» **Data to use**

»»

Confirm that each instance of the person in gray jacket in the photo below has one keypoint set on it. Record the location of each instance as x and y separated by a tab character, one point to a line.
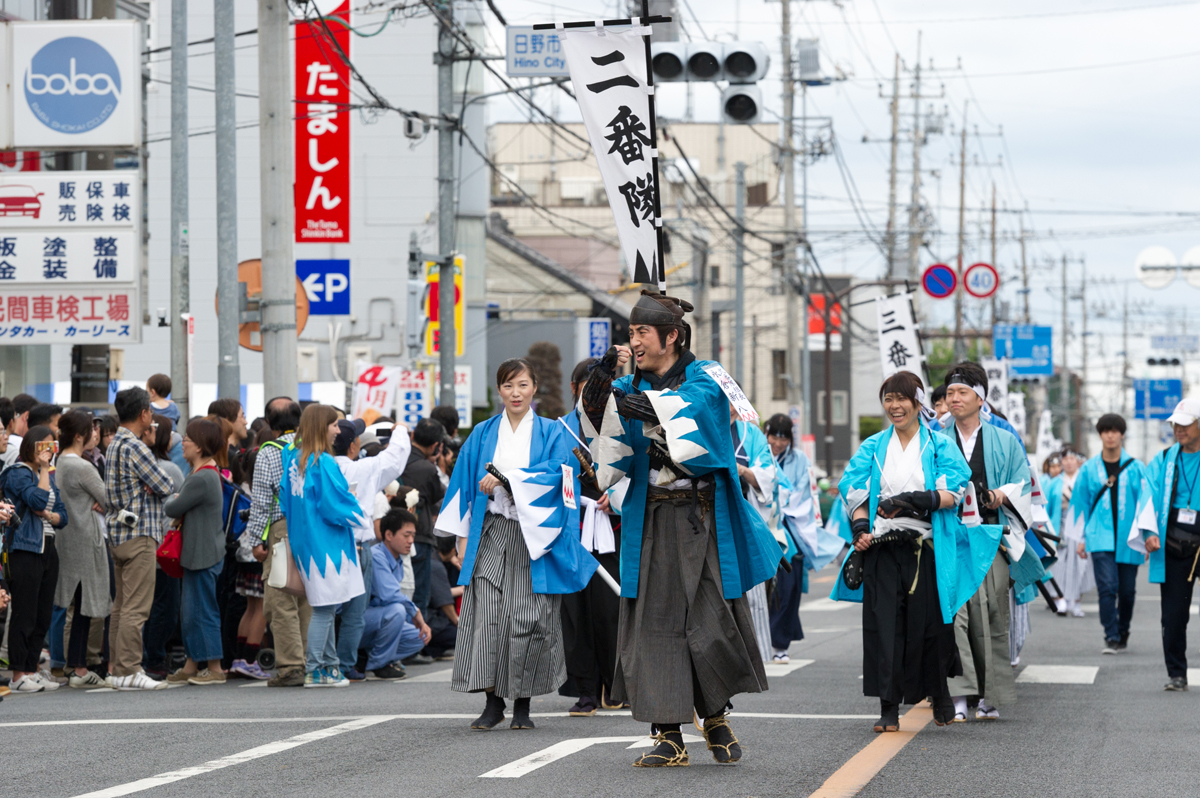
83	552
199	503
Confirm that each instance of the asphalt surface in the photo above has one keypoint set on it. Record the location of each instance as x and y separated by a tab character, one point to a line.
1120	735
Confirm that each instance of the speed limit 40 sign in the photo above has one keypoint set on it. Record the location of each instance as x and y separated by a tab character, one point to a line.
981	280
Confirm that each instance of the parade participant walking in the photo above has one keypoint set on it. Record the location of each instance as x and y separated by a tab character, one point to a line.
1000	472
1174	477
322	517
919	564
691	546
589	617
1108	502
522	551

««

» **What is being asked**
Please copy the whole listing above line for line, leaving out the picture.

» **Correct output**
Confirm that each instance of the person in gray jacket in the photo below has one keypoint set on it. Record the location of each instance as x and y separated by a tab character, one point to a line.
83	552
199	503
Confirm that each instance of the asphalt surface in the photo above has one keypoint set on it. Record the location of each instance as x and y separated by a tab character, one point to a line.
1120	735
Confirm that each instance of the speed limit 40 sign in the photo above has one keypoint set on it. Record the location of each instance as x and y separated by a tab character, one point to a line.
981	280
Confirm that each instance of the parade participant walking in the photo above has one keypoint set on it. Record the location of each instance as x and y separated by a tab character, one point to a line.
1000	472
1174	477
322	517
919	564
691	546
589	617
1108	502
522	551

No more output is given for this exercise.